Your objective >> Please reproduce all the data exactly as written and omit the pictures.

(Input records Opens)

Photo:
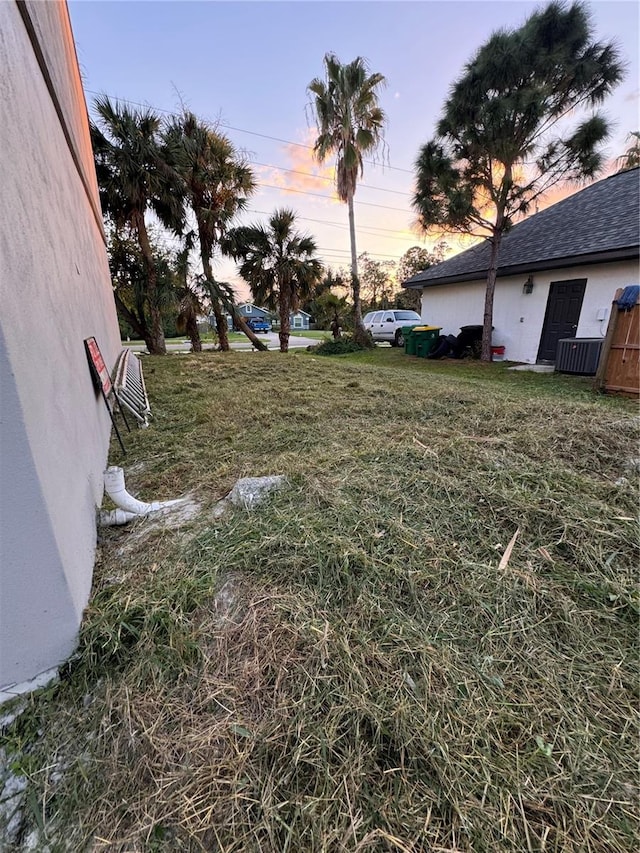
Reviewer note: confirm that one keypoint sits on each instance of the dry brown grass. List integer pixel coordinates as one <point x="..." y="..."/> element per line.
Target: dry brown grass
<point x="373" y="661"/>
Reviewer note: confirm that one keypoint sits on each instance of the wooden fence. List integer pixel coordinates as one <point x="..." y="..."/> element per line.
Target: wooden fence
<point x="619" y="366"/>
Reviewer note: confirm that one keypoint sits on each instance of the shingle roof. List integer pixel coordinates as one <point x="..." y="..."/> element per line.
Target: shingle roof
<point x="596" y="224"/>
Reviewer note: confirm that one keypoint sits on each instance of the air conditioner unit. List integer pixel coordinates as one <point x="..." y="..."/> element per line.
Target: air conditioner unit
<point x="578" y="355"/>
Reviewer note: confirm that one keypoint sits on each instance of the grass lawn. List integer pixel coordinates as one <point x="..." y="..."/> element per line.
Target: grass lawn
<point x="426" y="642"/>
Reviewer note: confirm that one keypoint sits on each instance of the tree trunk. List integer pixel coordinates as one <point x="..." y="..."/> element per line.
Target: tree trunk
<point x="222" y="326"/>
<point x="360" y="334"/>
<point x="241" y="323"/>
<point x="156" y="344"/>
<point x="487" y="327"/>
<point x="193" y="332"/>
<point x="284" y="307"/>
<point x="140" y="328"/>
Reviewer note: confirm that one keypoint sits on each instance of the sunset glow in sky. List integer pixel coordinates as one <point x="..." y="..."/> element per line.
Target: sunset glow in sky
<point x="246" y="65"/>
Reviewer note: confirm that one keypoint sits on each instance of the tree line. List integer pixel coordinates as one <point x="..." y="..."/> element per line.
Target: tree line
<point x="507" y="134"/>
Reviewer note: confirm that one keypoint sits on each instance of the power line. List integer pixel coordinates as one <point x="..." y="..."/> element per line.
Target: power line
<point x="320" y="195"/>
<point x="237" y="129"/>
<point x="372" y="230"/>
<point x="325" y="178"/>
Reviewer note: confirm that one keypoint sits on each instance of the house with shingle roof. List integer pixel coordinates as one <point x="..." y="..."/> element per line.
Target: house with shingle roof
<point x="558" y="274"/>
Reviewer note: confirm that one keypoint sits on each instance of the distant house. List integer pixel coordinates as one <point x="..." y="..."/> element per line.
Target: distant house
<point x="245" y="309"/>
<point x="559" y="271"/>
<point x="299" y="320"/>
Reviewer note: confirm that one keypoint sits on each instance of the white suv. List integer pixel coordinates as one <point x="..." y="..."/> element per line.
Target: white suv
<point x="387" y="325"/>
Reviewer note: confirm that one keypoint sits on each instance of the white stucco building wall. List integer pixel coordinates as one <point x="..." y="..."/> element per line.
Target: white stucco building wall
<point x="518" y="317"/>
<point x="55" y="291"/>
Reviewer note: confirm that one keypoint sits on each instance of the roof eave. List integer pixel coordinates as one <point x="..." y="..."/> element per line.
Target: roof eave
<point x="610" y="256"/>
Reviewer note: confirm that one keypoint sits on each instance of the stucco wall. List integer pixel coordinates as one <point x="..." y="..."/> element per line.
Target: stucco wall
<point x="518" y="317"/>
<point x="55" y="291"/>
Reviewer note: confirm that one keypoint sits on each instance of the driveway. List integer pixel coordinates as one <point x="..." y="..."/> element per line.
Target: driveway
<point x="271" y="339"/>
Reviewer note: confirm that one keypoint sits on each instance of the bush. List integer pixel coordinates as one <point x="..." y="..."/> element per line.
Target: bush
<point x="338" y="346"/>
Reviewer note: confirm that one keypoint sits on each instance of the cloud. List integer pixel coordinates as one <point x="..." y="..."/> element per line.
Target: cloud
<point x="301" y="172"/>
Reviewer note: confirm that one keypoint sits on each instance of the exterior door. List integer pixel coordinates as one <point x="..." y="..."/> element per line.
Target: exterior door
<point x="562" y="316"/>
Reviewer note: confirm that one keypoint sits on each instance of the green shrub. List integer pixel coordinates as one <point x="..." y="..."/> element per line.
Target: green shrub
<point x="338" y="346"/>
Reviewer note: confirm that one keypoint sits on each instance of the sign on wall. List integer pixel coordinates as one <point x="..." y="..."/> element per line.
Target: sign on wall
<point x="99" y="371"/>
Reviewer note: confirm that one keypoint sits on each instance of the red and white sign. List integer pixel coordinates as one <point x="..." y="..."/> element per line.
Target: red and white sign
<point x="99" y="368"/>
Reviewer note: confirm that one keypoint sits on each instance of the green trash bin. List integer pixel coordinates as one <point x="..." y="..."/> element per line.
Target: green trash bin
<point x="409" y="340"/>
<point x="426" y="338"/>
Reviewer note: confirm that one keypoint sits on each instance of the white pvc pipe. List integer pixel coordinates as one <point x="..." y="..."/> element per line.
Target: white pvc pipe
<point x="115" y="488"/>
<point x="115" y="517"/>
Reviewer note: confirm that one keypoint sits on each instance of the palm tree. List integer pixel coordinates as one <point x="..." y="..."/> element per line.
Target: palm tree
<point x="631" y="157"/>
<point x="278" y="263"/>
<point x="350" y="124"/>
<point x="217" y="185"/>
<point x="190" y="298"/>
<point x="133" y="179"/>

(Input records Closes)

Result for this task >>
Photo:
Reviewer note: confirm that one keypoint sits on each instance of the dry brown grass. List integer pixel coordinates as one <point x="..." y="..."/> element per line.
Target: dry brown grass
<point x="373" y="661"/>
Reviewer note: confirm that one keypoint sits on each instance of the wooden fence. List integer pixel coordinates as one <point x="..." y="..."/> element per line.
Target: wooden fence
<point x="619" y="366"/>
Reviewer note: confirm that one keypoint sits on each instance of the shingle roof. List integer pixel coordinates as one <point x="..." y="..."/> element per line.
Target: shingle roof
<point x="596" y="224"/>
Reviewer note: confirm that one keypoint sits on each instance of the air conditioner unit. List integer pixel coordinates as one <point x="..." y="..."/> element per line.
Target: air conditioner unit
<point x="578" y="355"/>
Reviewer note: confirm that one keypoint sits on each instance of the grass lawn. List integer pixel coordinates as one <point x="..." y="..."/> element per line.
Target: grass lawn
<point x="426" y="642"/>
Reviewer note: confirm that one keypoint sits on each instance of the tree trunk. List integer pixel coordinates as one <point x="..." y="..."/> element per line.
Target: tree trunk
<point x="222" y="326"/>
<point x="360" y="334"/>
<point x="241" y="323"/>
<point x="156" y="344"/>
<point x="487" y="327"/>
<point x="193" y="332"/>
<point x="284" y="307"/>
<point x="140" y="328"/>
Reviewer note: confirm that one keypoint sits on each instance of the sunset glow in sky. List integer pixel coordinates as one <point x="..." y="..."/> element per line.
Target: sunset glow in sky
<point x="246" y="65"/>
Reviewer note: confirm that one keypoint sits on each instance of the tree line. List integer pixel coordinates as one <point x="..." y="..."/> element per line.
Target: tree line
<point x="507" y="134"/>
Reviewer note: confirm that one keypoint sits on each instance of the power line. List integer pixel coordinates as one <point x="..." y="..."/> element per line.
Target: power line
<point x="320" y="195"/>
<point x="237" y="129"/>
<point x="372" y="230"/>
<point x="325" y="178"/>
Reviewer note: confirm that one keypoint sits on each instance of the house with shingle roof. List integer pixel coordinates as one <point x="..." y="..."/> element per line.
Target: house with shingle roof
<point x="558" y="274"/>
Reviewer note: confirm that one keypoint sits on each instance of the distant house. List integer pixel coordinates as one <point x="..." y="..."/> element per line.
Target: distant house
<point x="245" y="309"/>
<point x="559" y="271"/>
<point x="299" y="320"/>
Reviewer note: confirm that one keypoint sits on each instance of the white suv. List integer pixel coordinates as one <point x="..." y="..."/> element per line.
Target: white suv
<point x="387" y="325"/>
Reviewer note: confirm that one keypoint sits on each instance of the white stucco building wall. List integer pixel coordinates as one <point x="..." y="..."/> element per line.
Target: white stucco building wall
<point x="518" y="317"/>
<point x="55" y="291"/>
Reviewer note: confirm that one keypoint sits on each instance of the roof eave. List integer pixel coordinates as one <point x="..." y="..."/> element per line.
Target: roof eave
<point x="610" y="256"/>
Reviewer note: confirm that one keypoint sits on each instance of the stucco wall. List integer pixel coordinates as one <point x="..." y="..."/> element per line.
Target: stucco wall
<point x="518" y="317"/>
<point x="55" y="291"/>
Reviewer note: confirm that one keypoint sits on each instance of the driveway. List integer pixel coordinates as one <point x="..." y="..."/> element per line.
Target: driveway
<point x="271" y="339"/>
Reviewer note: confirm that one keypoint sits on each instance of the bush. List integer pixel coordinates as one <point x="..." y="..."/> element per line.
Target: bush
<point x="338" y="346"/>
Reviewer note: confirm that one keypoint sits on each instance of the cloud. List integer pixel coordinates as one <point x="..." y="..."/> element per line.
Target: cloud
<point x="301" y="172"/>
Reviewer note: confirm that one keypoint sits on each instance of the exterior door. List integer pixel coordinates as one <point x="..." y="..."/> element per line.
Target: exterior door
<point x="562" y="316"/>
Reviewer note: confirm that one keypoint sits on each instance of the green shrub. List integer pixel coordinates as one <point x="..." y="..."/> element per line.
Target: green shrub
<point x="338" y="346"/>
Reviewer note: confirm that one keypoint sits on each instance of the sign on wall. List integer pixel coordinates as one <point x="..." y="..."/> element per line.
Target: sign on wall
<point x="99" y="371"/>
Reviewer note: confirm that one keypoint sits on each instance of the red and white sign. List integer pixel coordinates as one <point x="..." y="..."/> element per line.
Target: red and white sign
<point x="99" y="368"/>
Reviewer note: confirm that one keypoint sits on each instance of the green trash bin. List integer pixel coordinates as one <point x="..." y="..."/> element per line.
Target: green trash bin
<point x="409" y="340"/>
<point x="426" y="338"/>
Reviewer note: confirm that one keypoint sits on each instance of the white pvc pipe. List integer pixel coordinates as one <point x="..." y="..."/> element per line.
Target: white pvc pipe
<point x="115" y="488"/>
<point x="115" y="517"/>
Reviewer note: confirm that one keypoint sits on each instance of the palm tree. List integer pixel coordinates as one <point x="..." y="..."/> element per line.
Target: palm tree
<point x="631" y="157"/>
<point x="278" y="263"/>
<point x="350" y="124"/>
<point x="217" y="185"/>
<point x="190" y="298"/>
<point x="133" y="179"/>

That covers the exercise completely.